ASSIGNED TASK. Return all lines from the listing below in which the string "yellow" occurs.

** THE INPUT follows **

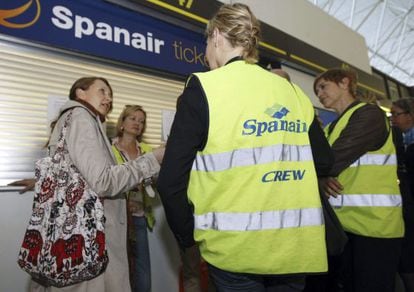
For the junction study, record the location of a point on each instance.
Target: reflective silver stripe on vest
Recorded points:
(376, 159)
(259, 220)
(366, 201)
(251, 156)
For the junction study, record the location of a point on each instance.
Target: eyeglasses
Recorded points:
(393, 114)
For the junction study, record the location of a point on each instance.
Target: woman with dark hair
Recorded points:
(362, 187)
(402, 117)
(90, 151)
(128, 145)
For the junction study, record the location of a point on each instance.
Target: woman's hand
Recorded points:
(330, 186)
(159, 153)
(27, 183)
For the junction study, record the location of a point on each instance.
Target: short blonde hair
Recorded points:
(240, 27)
(128, 110)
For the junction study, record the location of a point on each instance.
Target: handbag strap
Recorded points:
(62, 137)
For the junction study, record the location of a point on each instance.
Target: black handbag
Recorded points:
(335, 235)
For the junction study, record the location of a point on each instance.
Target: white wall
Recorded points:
(305, 82)
(303, 20)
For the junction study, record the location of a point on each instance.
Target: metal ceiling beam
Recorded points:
(368, 15)
(387, 37)
(403, 30)
(351, 16)
(397, 54)
(379, 27)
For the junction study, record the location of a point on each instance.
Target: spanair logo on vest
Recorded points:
(22, 16)
(280, 123)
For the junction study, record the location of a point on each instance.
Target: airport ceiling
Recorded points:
(388, 28)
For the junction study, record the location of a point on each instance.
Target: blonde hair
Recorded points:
(240, 27)
(128, 110)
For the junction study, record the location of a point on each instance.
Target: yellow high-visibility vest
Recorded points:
(254, 187)
(370, 203)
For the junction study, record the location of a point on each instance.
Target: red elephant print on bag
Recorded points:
(70, 248)
(100, 241)
(33, 242)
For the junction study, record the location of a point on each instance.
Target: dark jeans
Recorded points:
(367, 265)
(142, 272)
(231, 282)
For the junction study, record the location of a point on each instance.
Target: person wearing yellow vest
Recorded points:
(126, 146)
(238, 176)
(362, 187)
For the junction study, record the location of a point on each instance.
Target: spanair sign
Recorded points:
(105, 30)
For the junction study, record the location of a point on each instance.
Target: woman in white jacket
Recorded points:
(88, 147)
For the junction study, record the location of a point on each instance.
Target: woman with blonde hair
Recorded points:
(127, 146)
(90, 151)
(227, 180)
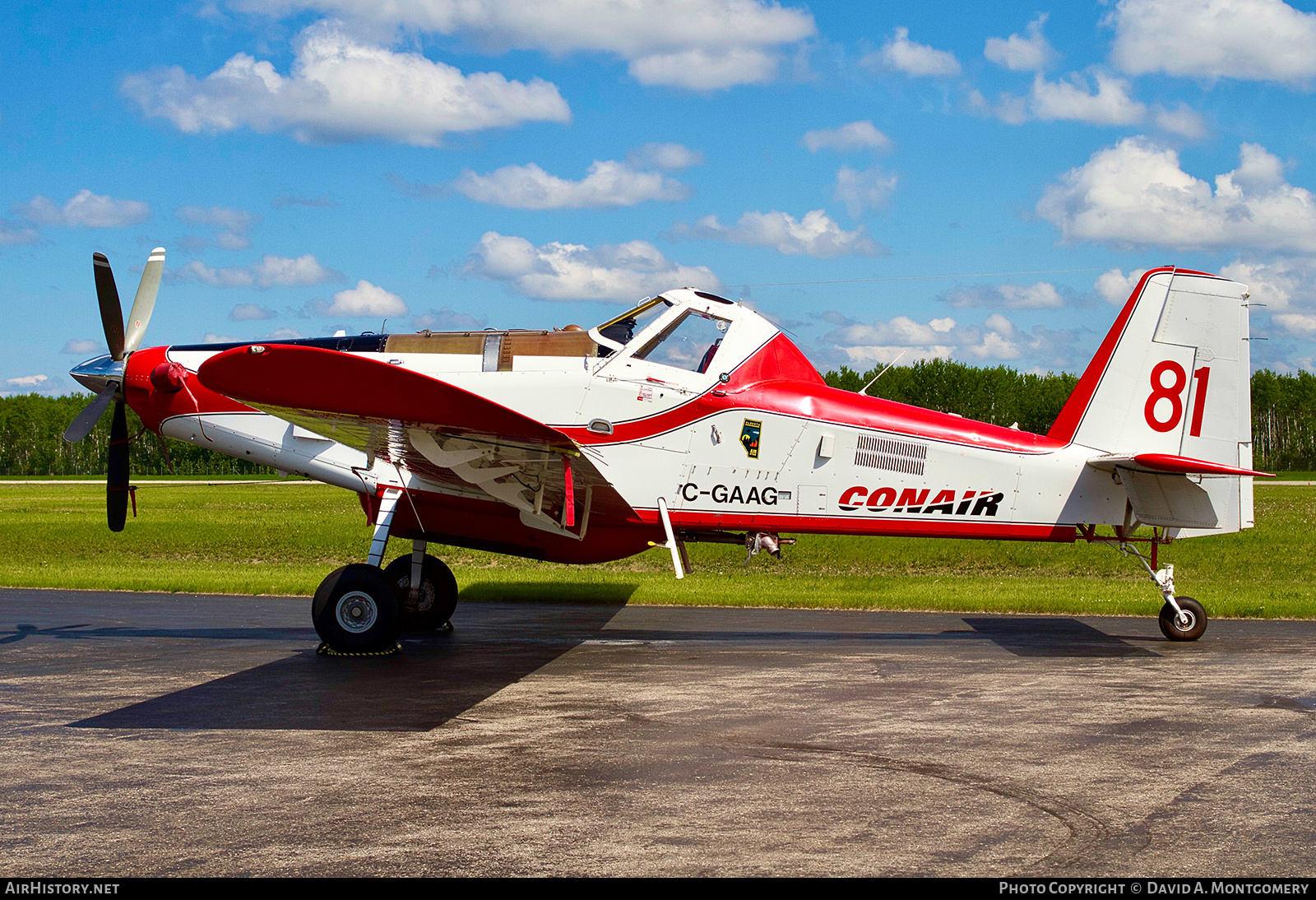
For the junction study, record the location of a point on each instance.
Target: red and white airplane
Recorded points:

** End of THE INPUT **

ANSWER FOR THIS EXERCISE.
Target: yellow high-visibility vest
Target: person wearing yellow vest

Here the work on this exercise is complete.